Take the line that has "Tag the utility" in it and every line after it to the end of the entries, and reproduce them exactly.

-- start --

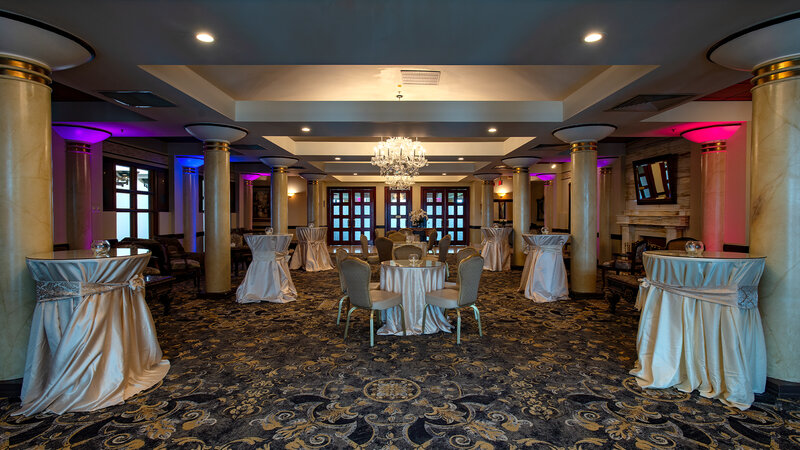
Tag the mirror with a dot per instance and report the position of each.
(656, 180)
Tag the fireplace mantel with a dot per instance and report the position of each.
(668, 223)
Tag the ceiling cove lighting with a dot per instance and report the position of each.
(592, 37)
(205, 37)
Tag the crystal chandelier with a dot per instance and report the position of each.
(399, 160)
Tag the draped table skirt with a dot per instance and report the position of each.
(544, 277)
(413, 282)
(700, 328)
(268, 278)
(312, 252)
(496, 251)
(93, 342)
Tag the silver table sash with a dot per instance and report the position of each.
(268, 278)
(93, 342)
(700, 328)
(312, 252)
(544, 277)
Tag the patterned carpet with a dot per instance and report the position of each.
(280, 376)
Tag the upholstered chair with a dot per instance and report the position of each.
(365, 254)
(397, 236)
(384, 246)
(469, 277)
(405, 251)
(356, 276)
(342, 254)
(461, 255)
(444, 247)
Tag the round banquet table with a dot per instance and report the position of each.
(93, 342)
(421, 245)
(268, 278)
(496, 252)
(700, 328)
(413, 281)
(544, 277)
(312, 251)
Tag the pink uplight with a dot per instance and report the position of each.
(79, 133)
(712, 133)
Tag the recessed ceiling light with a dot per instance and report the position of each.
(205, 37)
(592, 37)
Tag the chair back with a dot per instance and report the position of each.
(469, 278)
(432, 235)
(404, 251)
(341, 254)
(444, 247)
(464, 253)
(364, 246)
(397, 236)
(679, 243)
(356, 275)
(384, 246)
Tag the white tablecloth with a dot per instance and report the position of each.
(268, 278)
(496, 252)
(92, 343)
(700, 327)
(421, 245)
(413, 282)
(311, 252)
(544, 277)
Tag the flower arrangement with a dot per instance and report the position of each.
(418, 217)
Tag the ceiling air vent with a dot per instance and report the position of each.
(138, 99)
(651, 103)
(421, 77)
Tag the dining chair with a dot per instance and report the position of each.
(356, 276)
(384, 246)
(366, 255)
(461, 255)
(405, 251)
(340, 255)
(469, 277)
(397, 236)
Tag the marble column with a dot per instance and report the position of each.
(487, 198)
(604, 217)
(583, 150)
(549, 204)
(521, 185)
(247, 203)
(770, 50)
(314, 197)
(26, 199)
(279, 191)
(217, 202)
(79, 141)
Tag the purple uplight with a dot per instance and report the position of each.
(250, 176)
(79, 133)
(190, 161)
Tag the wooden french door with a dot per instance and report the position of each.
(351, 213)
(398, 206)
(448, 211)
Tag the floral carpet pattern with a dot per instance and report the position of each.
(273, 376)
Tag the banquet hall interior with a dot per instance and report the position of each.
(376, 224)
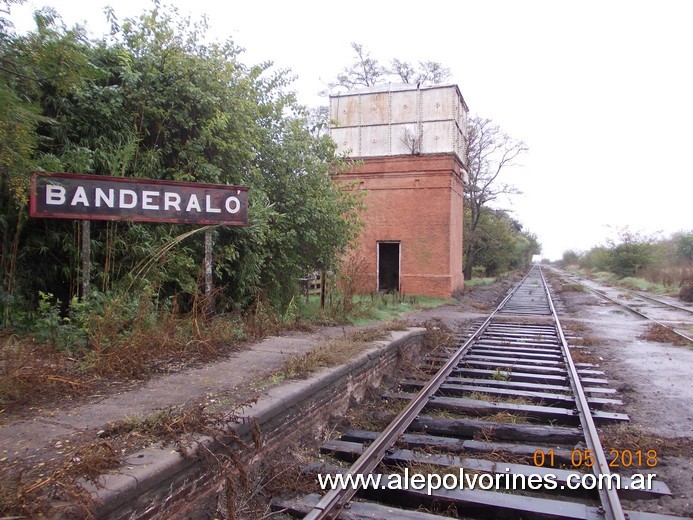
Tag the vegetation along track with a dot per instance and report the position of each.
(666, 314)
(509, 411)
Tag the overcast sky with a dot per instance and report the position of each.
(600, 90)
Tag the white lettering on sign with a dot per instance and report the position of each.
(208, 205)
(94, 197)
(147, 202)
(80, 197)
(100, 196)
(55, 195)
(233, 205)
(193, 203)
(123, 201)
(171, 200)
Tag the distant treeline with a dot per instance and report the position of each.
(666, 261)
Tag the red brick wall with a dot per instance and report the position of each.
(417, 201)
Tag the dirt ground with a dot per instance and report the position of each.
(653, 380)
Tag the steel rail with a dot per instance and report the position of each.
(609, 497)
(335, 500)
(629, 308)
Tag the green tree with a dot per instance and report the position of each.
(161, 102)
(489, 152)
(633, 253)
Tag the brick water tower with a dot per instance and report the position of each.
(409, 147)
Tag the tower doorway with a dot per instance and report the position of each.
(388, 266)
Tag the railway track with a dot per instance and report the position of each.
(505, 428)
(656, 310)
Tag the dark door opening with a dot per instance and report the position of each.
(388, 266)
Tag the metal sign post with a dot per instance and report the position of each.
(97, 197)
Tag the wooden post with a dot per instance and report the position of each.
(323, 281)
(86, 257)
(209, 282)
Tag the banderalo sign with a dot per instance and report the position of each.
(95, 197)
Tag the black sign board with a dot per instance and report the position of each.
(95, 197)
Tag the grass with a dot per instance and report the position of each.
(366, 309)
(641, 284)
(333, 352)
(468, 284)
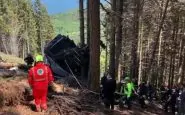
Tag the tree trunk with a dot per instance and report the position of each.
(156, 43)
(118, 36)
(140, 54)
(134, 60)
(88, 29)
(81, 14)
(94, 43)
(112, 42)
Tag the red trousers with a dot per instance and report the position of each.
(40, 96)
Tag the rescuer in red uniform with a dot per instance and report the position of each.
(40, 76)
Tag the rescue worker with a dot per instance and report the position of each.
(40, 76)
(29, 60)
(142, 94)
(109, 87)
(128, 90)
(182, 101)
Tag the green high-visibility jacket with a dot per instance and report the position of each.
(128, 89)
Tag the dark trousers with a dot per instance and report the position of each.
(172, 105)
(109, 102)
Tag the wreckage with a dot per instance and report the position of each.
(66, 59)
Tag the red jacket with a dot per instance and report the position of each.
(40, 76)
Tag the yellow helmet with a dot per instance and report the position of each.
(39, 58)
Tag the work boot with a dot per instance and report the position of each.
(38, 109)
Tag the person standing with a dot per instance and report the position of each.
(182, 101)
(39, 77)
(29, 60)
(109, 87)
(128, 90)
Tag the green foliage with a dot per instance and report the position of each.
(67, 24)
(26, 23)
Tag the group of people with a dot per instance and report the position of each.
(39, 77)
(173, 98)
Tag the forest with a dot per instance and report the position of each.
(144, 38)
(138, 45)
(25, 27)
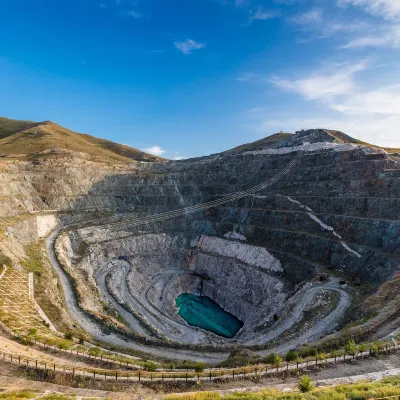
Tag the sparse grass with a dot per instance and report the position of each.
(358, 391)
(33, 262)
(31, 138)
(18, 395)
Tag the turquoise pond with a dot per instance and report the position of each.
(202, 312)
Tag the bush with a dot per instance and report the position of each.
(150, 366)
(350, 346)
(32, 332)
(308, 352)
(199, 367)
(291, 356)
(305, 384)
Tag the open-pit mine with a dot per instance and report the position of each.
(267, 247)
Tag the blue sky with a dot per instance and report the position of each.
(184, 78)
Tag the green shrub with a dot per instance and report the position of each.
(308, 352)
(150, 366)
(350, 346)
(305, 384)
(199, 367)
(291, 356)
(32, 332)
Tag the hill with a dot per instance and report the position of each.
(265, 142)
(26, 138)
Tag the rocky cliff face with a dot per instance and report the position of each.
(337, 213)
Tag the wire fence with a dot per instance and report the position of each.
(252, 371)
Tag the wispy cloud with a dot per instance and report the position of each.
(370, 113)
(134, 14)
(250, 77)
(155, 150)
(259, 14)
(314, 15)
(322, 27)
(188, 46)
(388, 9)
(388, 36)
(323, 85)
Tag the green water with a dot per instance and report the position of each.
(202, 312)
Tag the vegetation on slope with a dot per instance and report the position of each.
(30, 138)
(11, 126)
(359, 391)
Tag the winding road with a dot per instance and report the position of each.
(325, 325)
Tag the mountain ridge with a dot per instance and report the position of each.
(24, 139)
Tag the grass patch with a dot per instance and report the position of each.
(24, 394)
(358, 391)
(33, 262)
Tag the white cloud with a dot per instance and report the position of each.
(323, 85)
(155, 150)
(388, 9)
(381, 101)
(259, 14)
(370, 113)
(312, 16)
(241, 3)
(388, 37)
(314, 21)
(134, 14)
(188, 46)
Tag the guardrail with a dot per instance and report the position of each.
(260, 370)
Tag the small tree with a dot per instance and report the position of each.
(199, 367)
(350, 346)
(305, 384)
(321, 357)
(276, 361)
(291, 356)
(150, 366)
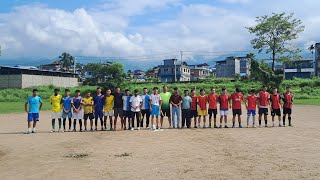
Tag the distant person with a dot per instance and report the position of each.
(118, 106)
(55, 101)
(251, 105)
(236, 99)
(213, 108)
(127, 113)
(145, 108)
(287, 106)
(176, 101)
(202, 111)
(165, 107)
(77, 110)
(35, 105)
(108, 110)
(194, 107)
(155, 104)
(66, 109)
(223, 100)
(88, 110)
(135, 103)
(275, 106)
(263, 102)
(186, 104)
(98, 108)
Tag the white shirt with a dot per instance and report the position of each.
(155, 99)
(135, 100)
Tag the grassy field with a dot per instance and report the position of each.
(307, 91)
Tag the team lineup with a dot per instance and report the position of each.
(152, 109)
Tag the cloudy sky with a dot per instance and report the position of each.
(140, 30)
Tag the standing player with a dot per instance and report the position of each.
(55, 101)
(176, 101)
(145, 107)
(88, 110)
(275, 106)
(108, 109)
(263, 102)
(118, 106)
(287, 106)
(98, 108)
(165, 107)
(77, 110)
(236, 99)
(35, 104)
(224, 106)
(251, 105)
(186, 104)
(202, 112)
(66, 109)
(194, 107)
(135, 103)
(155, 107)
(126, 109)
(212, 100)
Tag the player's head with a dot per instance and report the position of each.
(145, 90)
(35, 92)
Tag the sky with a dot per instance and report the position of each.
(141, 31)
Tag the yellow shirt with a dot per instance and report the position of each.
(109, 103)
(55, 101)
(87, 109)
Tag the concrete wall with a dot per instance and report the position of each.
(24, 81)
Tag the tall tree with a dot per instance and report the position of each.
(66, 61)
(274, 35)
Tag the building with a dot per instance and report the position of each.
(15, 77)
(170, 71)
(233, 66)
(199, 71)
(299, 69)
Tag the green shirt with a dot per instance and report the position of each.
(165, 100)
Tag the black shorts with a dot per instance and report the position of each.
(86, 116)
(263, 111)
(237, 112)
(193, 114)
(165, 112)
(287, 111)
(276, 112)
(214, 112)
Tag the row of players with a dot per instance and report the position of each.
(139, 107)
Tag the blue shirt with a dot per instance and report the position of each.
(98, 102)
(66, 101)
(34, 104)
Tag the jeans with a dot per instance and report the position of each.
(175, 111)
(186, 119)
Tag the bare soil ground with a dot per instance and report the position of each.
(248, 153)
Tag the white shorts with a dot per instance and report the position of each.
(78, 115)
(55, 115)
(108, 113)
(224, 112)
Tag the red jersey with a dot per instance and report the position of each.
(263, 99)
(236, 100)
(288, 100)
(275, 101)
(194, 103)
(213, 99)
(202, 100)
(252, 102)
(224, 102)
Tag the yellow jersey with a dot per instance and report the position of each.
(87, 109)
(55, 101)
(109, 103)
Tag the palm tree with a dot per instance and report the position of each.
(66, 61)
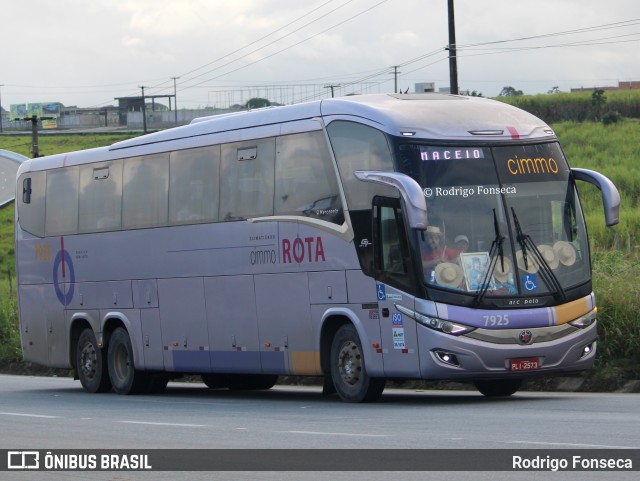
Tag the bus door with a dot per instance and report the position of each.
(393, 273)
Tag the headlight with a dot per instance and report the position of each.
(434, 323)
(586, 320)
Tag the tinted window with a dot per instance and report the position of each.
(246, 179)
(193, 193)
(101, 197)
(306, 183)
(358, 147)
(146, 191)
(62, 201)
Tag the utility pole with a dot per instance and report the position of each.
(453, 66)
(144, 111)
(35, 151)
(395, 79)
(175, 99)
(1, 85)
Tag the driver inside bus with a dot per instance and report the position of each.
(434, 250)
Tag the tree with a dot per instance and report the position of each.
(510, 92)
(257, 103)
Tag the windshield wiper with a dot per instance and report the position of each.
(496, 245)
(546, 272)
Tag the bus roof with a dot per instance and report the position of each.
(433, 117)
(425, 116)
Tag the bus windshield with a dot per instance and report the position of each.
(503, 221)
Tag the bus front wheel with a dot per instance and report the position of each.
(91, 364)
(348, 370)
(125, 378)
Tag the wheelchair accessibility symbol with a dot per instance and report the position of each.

-- end --

▶ [The completed task]:
Tag the utility pole with a dot per instance and report the position of each.
(453, 66)
(144, 111)
(35, 151)
(395, 79)
(175, 99)
(1, 85)
Tag the driver inside bus with a dot per instance and report the position of each.
(434, 250)
Tag the tree with a dot per instance and report the position of each.
(510, 92)
(257, 103)
Tag the windshield wiper with a dot per instance and report the position of each.
(496, 245)
(546, 272)
Tag the bus roof with a dot per instance and report the position of each.
(433, 117)
(425, 116)
Tag the bus windshield with a dot per instance and report the position of each.
(503, 221)
Tag the bus front wheel with a dot per instance and report the position of each.
(91, 364)
(348, 370)
(125, 378)
Tag the wheelchair accessibility symbol with a dot per instance and report the position of each.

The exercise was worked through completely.